• [EXTRACTED TEXT]:
-=-=-=-=-
Renal artery revascularization procedures could damage kidneys

August 16, 2007

Wake Forest University researchers have confirmed that fragments of atherosclerotic plaque released during angioplasty and stenting of renal arteries could impair kidney function. Findings suggest physicians might need to rethink how to perform these procedures safely.

Wake Forest University researchers have confirmed that fragments of atherosclerotic plaque released during angioplasty and stenting of renal arteries could impair kidney function. Findings suggest physicians might need to rethink how to perform these procedures safely.

More than three million people aged 65 or older suffer from renal artery stenosis in the U.S. Tens of thousands undergo percutaneous catheter angioplasty and stenting every year. Researchers have long suspected the procedure releases tiny particles of plaque into the bloodstream. An investigative group led by Dr. Matthew Edwards, an assistant professor of surgery at Wake's Baptist Medical Center, set out to measure these particles and establish their association with impaired kidney function.

Edwards and colleagues assessed 28 patients who underwent renal artery angioplasty and stenting between July 2005 and December 2006. The investigators used a balloon-based occlusive system as a protective device to keep plaque fragments from passing through the vessel. They took blood samples trapped by this device before aspirating the artery at the end of the intervention. Lab results revealed an average of more than 2000 embolic particles per procedure, some of them large enough to disrupt renal blood supply (J Vasc Surg 2007;46[1]:55-61).

Researchers found a statistically significant association between stent size and the release of particles larger than 60 micrometers (p = 0.009). Preoperative aspirin use appears to have helped reduce debris counts, suggesting that patients should not stop taking aspirin before the procedure. African Americans had the highest rate of potentially dangerous particles per sample compared to other ethnic groups (p = 0.002).
-=-=-=-=-
• [STORED DATA]:
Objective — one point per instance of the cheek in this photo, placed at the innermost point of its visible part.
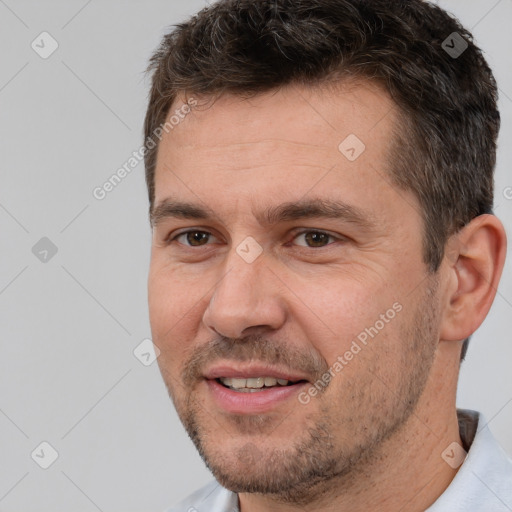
(337, 314)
-=-=-=-=-
• [AIM OF THE EXERCISE]:
Continue the news report on kidney damage from renal artery stenting, starting after its final sentence.

• [TASK RESPONSE]:
"These are the first data in humans to show that debris released during angioplasty and stenting of the kidney arteries can be harmful to kidney function," Edwards said.

In previous studies, Edward's group established the link between poor kidney function after renal artery stenting and a higher risk of heart attack, stroke, or death. The new findings could have several implications. A better understanding of endovascular therapy's potential complications, for instance, can lead to improved management of these patients. The use of protective devices to block or filter out emboli may also bolster results, Edwards said.

Some questions remain regarding such devices. Researchers observed that patients with high particle counts also had poorer postprocedural kidney function. They theorize that some protective devices are more effective than others or perhaps plaque breaks off just by putting the device in place. They are also weighing the possibility of predicting which plaques are more prone to release debris.

"We are currently conducting a clinical trial to try and answer these questions," Edwards said.